Rows from a dataset >>
::::::::

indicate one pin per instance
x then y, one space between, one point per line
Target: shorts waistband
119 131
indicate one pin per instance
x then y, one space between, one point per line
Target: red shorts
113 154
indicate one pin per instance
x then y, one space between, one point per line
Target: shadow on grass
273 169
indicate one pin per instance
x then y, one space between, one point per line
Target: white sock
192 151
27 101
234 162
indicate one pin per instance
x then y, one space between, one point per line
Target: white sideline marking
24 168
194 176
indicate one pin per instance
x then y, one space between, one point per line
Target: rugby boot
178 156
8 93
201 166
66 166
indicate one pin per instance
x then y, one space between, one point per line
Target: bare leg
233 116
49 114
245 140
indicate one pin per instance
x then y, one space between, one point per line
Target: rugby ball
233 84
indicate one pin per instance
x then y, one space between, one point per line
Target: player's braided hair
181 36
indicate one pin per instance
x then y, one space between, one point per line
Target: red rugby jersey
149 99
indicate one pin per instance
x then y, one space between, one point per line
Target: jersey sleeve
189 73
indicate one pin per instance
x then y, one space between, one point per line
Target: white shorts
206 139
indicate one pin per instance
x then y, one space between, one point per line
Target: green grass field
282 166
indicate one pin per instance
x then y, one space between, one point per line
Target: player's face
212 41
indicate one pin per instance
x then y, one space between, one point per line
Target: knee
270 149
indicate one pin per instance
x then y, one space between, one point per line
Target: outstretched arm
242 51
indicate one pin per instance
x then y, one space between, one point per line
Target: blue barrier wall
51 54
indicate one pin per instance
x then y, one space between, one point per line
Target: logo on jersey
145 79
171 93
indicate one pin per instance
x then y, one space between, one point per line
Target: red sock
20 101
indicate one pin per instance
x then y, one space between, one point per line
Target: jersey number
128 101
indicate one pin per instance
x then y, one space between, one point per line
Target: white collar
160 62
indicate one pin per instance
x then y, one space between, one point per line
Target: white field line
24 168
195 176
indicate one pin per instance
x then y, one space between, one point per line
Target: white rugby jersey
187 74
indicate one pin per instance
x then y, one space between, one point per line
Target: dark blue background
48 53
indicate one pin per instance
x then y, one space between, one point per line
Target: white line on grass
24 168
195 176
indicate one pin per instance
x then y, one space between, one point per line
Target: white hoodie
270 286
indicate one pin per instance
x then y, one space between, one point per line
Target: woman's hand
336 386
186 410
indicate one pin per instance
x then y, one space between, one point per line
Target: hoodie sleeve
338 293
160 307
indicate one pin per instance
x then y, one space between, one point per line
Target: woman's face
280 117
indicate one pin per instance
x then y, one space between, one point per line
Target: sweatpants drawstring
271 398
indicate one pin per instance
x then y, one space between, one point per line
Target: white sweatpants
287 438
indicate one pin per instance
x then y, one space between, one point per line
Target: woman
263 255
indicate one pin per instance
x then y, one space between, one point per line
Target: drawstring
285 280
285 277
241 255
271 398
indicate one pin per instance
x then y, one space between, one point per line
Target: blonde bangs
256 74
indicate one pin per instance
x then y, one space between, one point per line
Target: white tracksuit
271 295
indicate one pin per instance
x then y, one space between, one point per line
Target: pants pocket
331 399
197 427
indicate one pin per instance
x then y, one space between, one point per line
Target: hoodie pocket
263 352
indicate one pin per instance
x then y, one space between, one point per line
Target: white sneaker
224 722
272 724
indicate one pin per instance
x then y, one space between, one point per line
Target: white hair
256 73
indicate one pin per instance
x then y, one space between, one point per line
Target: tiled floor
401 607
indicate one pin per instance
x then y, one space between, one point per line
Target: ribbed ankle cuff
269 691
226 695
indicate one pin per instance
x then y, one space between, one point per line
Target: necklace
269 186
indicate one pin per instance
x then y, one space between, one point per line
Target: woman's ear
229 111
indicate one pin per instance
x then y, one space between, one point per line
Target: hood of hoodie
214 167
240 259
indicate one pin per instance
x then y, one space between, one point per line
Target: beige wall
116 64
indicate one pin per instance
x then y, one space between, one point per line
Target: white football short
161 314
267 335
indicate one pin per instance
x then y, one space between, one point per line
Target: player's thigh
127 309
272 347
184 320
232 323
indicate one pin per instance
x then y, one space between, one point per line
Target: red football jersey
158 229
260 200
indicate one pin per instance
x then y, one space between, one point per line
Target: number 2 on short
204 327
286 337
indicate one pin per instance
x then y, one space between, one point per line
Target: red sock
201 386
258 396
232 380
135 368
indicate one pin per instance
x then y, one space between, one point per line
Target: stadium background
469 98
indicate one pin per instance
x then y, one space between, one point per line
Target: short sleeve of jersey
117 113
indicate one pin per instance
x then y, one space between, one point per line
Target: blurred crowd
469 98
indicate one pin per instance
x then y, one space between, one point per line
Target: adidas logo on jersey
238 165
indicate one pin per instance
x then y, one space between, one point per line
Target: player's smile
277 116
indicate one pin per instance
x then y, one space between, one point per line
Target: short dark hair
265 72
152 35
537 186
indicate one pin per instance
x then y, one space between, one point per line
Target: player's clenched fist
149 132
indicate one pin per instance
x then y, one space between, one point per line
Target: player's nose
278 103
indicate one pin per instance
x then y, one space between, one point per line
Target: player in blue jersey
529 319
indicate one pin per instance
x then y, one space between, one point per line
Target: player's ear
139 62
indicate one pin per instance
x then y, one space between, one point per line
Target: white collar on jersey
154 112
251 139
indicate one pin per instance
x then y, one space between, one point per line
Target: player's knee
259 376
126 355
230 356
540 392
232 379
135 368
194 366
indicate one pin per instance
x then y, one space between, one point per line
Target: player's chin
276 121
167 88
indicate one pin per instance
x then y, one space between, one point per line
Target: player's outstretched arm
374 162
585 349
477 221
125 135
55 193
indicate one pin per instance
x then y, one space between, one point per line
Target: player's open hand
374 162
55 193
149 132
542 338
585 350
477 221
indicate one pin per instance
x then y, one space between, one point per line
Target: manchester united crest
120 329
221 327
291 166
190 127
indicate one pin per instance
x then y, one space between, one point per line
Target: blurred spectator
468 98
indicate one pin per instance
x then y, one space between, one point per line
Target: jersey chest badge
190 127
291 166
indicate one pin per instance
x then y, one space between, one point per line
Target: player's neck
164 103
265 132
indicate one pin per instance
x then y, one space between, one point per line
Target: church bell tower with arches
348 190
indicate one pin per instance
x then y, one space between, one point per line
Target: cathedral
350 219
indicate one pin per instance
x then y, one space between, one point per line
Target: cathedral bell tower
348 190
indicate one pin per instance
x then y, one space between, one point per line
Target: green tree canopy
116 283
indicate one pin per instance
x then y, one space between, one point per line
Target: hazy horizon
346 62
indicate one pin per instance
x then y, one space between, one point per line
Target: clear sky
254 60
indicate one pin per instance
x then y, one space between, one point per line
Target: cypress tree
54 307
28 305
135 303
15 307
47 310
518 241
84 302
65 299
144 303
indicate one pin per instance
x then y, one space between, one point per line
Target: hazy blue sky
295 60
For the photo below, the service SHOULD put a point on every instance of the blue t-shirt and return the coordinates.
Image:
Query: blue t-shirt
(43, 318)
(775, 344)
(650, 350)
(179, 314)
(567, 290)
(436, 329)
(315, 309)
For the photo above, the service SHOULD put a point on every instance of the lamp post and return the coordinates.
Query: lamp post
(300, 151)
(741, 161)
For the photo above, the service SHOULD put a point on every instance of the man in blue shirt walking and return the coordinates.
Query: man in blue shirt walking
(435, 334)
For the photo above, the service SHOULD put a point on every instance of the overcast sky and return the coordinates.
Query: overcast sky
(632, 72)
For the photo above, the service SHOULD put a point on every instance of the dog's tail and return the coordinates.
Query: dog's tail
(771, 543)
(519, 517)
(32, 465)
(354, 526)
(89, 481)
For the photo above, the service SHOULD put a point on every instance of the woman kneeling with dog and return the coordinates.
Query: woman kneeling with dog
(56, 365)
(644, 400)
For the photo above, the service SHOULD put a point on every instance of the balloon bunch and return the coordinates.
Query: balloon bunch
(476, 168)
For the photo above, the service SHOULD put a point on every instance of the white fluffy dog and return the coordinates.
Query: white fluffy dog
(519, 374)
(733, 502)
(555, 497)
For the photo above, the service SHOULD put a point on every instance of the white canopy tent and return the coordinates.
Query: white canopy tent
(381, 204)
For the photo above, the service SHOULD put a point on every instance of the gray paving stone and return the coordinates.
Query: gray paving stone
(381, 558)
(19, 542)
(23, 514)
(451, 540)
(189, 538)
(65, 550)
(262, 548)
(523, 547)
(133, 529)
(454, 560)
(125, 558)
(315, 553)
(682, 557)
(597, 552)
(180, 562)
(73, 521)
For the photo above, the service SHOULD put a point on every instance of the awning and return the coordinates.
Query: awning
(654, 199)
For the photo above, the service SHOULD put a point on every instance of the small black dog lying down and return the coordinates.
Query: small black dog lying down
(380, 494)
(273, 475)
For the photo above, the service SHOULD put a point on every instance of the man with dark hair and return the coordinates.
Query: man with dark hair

::::::::

Requirement >> Send back exactly the lines from the line with "tail and return the coordinates." through the end of the records.

Exercise output >>
For the photo above, the service SHOULD put a point on every instance of the dog's tail and return the coordinates.
Query: dog's tail
(771, 543)
(519, 517)
(32, 465)
(354, 526)
(89, 481)
For the photo above, the service SHOULD put a point on every instance of the woman kneeling with dog and return the coordinates.
Query: woman kneeling with dog
(56, 365)
(644, 400)
For the photo above, the service SHOULD put a point on every instance of the balloon bunch and return the coordinates.
Query: balloon bunch
(476, 168)
For the photo above, the service SHOULD put a point on every instance of the white fluffy dog and return the coordinates.
Query: white fluffy dog
(519, 374)
(733, 502)
(555, 497)
For the photo above, the service SHOULD put a point on every instance of the white canopy tent and return the coordinates.
Query: white canopy tent
(381, 204)
For the photo above, the service SHOULD put a point on every instance of the gray paving stone and return the coordinates.
Query: gray paving stone
(381, 558)
(19, 542)
(23, 514)
(451, 540)
(189, 538)
(65, 550)
(262, 548)
(523, 547)
(133, 529)
(454, 560)
(125, 558)
(315, 553)
(682, 557)
(597, 552)
(180, 562)
(73, 521)
For the photo above, the service SHOULD put a point on every instance of the awning and return the coordinates.
Query: awning
(654, 199)
For the photo above, the service SHOULD put a point on every instance of the small black dog lying down and return the coordinates.
Query: small black dog lying down
(380, 494)
(273, 475)
For the photo above, the service SHOULD put a point on every instance of the man with dark hair and return the coordinates.
Query: man with dark hair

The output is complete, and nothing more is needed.